• **WHAT TO WORK ON**:
1. Which Linux distributions and versions does the post about Ubuntu 8 say the writer tried on the home computer before installing Ubuntu 8?
2. According to the Ubuntu 8 post, which operating system did the earlier Linux attempts end with a return to?
3. From the Ubuntu 8 post, quote the passage from "So I installed" up to and including "the ext3 partition)".
### PASSAGE TO READ
I have tried Fedora Core 4, Ubuntu 5, 6, and 7 and Mepis 5 on my home computer. Each had limitations for me or my wife that caused us to revert to Windows XP. I'm a fairly novice Linux user, but I do use the Linux command line every day when working with web servers as a web developer.
So I installed Ubuntu 8 and have been very impressed. The following is a list of things that were often troublesome in previous versions but are very easy in Ubuntu 8.
- Getting the graphics driver to work properly
- Printer support
- Installing Flash on Firefox
- Reading PDF files
- Using an instant messenger
- Using Windows apps (Wine 1.0 FTW!)
- Opening archives (zip, tar.gz, etc.)
- Playing mp3s
- Playing video files
- Enabling the media keys on my keyboard (e.g. volume up/down)
- Installing and uninstalling applications
- Burning CDs & DVDs
- Reading and writing to NTFS volumes (to copy my data to the ext3 partition)
- Searching for files
- Finding applications easily under the "start" bar
I'm excited to see Linux really coming into its own on the Desktop. With Vista built on top of Windows NT and the next version of Windows supposedly doing the same--perhaps the end is near for Windows.
Perhaps our children will ask "Microsoft used to make more than MS Office?"
######
### DATA EXCERPT
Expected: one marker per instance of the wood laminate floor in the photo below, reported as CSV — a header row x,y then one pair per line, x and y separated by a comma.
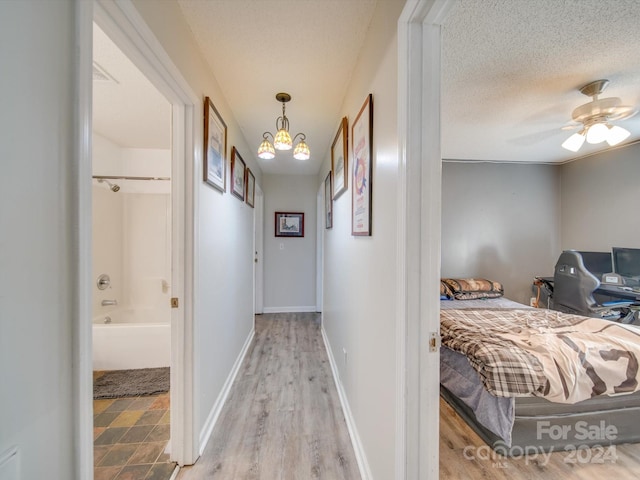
x,y
464,456
283,418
######
• **RESULTS**:
1. Fedora Core 4, Ubuntu 5, Ubuntu 6, Ubuntu 7, and Mepis 5

2. Windows XP

3.
So I installed Ubuntu 8 and have been very impressed. The following is a list of things that were often troublesome in previous versions but are very easy in Ubuntu 8.
- Getting the graphics driver to work properly
- Printer support
- Installing Flash on Firefox
- Reading PDF files
- Using an instant messenger
- Using Windows apps (Wine 1.0 FTW!)
- Opening archives (zip, tar.gz, etc.)
- Playing mp3s
- Playing video files
- Enabling the media keys on my keyboard (e.g. volume up/down)
- Installing and uninstalling applications
- Burning CDs & DVDs
- Reading and writing to NTFS volumes (to copy my data to the ext3 partition)